Input records
----------------
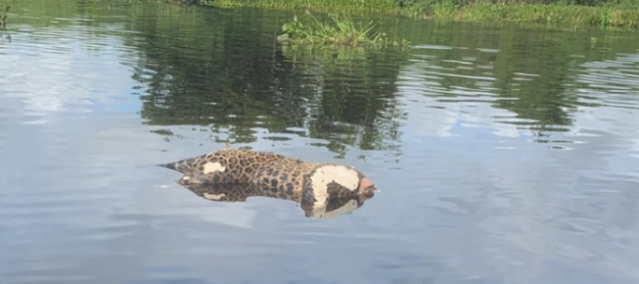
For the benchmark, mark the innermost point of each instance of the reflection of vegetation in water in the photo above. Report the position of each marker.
(223, 70)
(356, 92)
(339, 31)
(618, 13)
(3, 17)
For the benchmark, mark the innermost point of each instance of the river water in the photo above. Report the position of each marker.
(503, 153)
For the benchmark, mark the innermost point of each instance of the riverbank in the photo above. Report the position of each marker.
(574, 15)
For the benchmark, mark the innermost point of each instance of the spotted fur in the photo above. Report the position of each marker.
(315, 183)
(334, 207)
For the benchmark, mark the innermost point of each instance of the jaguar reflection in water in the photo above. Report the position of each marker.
(324, 190)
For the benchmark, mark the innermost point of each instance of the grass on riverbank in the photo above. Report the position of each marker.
(338, 31)
(480, 10)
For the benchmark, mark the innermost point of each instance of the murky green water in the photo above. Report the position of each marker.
(503, 154)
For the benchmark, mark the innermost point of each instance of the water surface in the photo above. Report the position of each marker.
(504, 154)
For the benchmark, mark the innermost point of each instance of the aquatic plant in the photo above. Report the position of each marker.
(339, 31)
(605, 13)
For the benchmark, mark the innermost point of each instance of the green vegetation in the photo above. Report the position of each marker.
(343, 32)
(605, 13)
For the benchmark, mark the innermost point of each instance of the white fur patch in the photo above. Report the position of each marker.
(213, 196)
(326, 174)
(319, 212)
(213, 167)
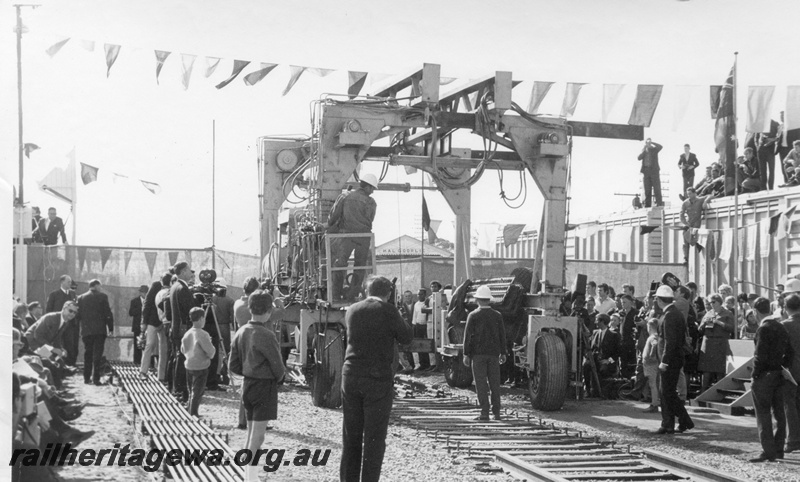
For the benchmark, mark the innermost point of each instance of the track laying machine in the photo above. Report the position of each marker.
(417, 129)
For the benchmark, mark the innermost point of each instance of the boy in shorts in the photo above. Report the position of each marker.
(256, 355)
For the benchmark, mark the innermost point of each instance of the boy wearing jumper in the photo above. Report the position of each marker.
(651, 361)
(196, 346)
(256, 355)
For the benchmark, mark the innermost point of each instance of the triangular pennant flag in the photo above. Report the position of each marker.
(570, 99)
(29, 147)
(320, 72)
(152, 187)
(112, 51)
(255, 77)
(53, 49)
(88, 173)
(187, 64)
(538, 93)
(81, 257)
(211, 65)
(105, 254)
(127, 256)
(511, 233)
(611, 94)
(647, 97)
(161, 57)
(238, 66)
(296, 72)
(87, 44)
(150, 256)
(355, 82)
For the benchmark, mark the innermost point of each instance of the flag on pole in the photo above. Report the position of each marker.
(725, 131)
(88, 173)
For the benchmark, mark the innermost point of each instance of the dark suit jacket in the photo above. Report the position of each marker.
(56, 300)
(95, 314)
(50, 235)
(672, 337)
(135, 311)
(46, 331)
(606, 345)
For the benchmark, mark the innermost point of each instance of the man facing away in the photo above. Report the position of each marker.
(484, 350)
(374, 327)
(97, 321)
(651, 172)
(773, 352)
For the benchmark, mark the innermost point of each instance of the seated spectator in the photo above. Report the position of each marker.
(749, 178)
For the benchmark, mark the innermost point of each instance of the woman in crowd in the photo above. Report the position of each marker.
(717, 327)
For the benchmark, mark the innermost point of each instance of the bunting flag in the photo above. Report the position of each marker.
(88, 173)
(187, 64)
(511, 233)
(127, 257)
(570, 99)
(112, 52)
(611, 93)
(255, 77)
(539, 92)
(792, 111)
(759, 106)
(296, 72)
(714, 92)
(161, 57)
(355, 82)
(725, 131)
(211, 65)
(105, 254)
(54, 49)
(647, 97)
(238, 66)
(87, 45)
(81, 257)
(150, 256)
(29, 147)
(152, 187)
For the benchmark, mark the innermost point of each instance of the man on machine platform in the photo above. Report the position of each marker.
(352, 212)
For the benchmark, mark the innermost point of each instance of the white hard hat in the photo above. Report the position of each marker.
(665, 291)
(370, 179)
(792, 286)
(483, 293)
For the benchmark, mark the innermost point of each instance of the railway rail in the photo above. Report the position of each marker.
(531, 448)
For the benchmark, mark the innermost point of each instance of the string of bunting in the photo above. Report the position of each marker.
(760, 98)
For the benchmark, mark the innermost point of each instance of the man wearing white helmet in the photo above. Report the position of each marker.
(485, 351)
(352, 212)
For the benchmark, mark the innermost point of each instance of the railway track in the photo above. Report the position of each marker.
(534, 449)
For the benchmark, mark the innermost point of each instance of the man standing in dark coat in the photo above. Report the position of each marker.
(135, 312)
(97, 321)
(374, 327)
(671, 338)
(773, 352)
(55, 302)
(651, 172)
(181, 302)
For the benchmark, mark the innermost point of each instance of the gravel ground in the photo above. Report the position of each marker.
----------------
Go through the listing above and quote it exactly, apart from its images.

Exercise answer
For the benchmark, mark the innermost point of each instance of the reflection of vegetation in water in the photo above. Report the position of each marker.
(223, 70)
(356, 92)
(339, 31)
(618, 13)
(3, 17)
For the benchmark, mark the innermost point of each instance of the river water in the photo above. Report the position of each marker.
(503, 153)
For the benchmark, mark the innermost point of each instance of the riverbank in the photo above. Report the position of each marker.
(574, 15)
For the benchmark, mark the innermost point of each instance of the spotted fur in the photo above. Report the position of each marker.
(315, 183)
(334, 207)
For the benchmark, mark the innermost point of each instance of the jaguar reflection in water in the photo above. Report the position of each marker.
(324, 190)
For the benchmark, mark the innermost point of each instance of the grass on riverbank in the photo above. Report the position of each marker.
(338, 31)
(480, 10)
For the benchmark, mark the innermost point of each instance of the murky green water in the photo above. Report the position of each marker.
(503, 154)
For the benchmark, mark the innermost point of each instance of the water surface in the photo above. Report the position of each marker.
(504, 154)
For the benchmark, mark the innermost point of each instance of the aquatic plant in the photo above. Report the position of each marker.
(339, 31)
(605, 13)
For the benchmark, mark the innermost point of each instance of the green vegetation in the photo above. Report the position of each marker.
(343, 32)
(605, 13)
For the benchmark, mark the innermost point of each instance of the white fur patch in the photo above. Report the position of each marker.
(213, 196)
(326, 174)
(319, 212)
(213, 167)
For the benchmark, mark the innermost point of each instance of the track laying machine in the photo above. Report the position of each marker.
(417, 129)
For the benchmark, mark the innermost point of each instance of the boy in shorts in the photo above. Report the position of each marker.
(256, 355)
For the benchmark, mark the innermost point of each instance of the boy wearing jumper in the photo above. Report the position of each marker.
(651, 361)
(196, 346)
(256, 355)
For the benchmark, mark the innermost point of each instance of the triangular pennant flag in the photo above. Report the position of each marker.
(570, 99)
(29, 147)
(320, 72)
(152, 187)
(112, 51)
(255, 77)
(53, 49)
(88, 173)
(187, 64)
(538, 93)
(81, 257)
(211, 65)
(105, 254)
(127, 256)
(511, 233)
(611, 94)
(647, 97)
(161, 57)
(238, 66)
(296, 72)
(87, 44)
(150, 256)
(355, 82)
For the benchmark, mark the innermost point of each instance of the flag on pole in the photo above. Report the position of each marker.
(725, 131)
(88, 173)
For the benchmark, mark the innermost point of each instance of the dark suit jacket in the photo above. Report the position of each marker.
(56, 300)
(95, 314)
(50, 235)
(672, 337)
(135, 311)
(46, 331)
(606, 345)
For the benchmark, mark the innermost point of each instance of the man facing away in the photo above. Report the position of each marker.
(484, 350)
(374, 327)
(97, 321)
(651, 172)
(773, 352)
For the benchmark, mark the innermost point of each instance of the seated spectator in the photo above. Report the position of each marker.
(749, 178)
For the benchmark, mark the innermost point of each instance of the woman in crowd in the photo above. Report the position of each marker.
(717, 327)
For the benchmark, mark the innermost point of each instance of the bunting flag in the photo above. Report the position of each marker.
(88, 173)
(187, 64)
(511, 233)
(127, 257)
(570, 99)
(112, 52)
(611, 93)
(255, 77)
(539, 92)
(792, 111)
(759, 106)
(296, 72)
(714, 92)
(161, 57)
(355, 82)
(725, 131)
(211, 65)
(105, 254)
(54, 49)
(647, 97)
(238, 66)
(87, 45)
(81, 257)
(150, 256)
(29, 147)
(152, 187)
For the benchmark, mark the innermost point of each instance of the man on machine platform in the photo above. Report the position of each marker.
(352, 212)
For the benchmark, mark the innermost point of each instance of the white hard hat in the photo above. Report the position of each marker.
(665, 291)
(370, 179)
(792, 286)
(483, 293)
For the benchmark, mark the innermost point of each instance of the railway rail in the photo above. Report the position of each marker.
(531, 448)
For the benchmark, mark the innermost point of each instance of the string of bunting in the photo above. Report the position of each marker.
(760, 98)
For the benchmark, mark the innermost point of each instance of the man wearing white helmet in the photo above. Report the position of each marker.
(485, 351)
(352, 212)
For the benchmark, mark the innermost point of each instance of the railway track in the photo above. Report the position of each marker.
(534, 449)
For the benchmark, mark the innermost point of each instance of the man standing in dark coat in the photo above. Report the position of each marker.
(135, 312)
(97, 321)
(374, 327)
(671, 338)
(773, 352)
(55, 302)
(651, 172)
(181, 302)
For the benchmark, mark the innermost point of each instance of the gravel ground in the photo above. Report the position of each marker.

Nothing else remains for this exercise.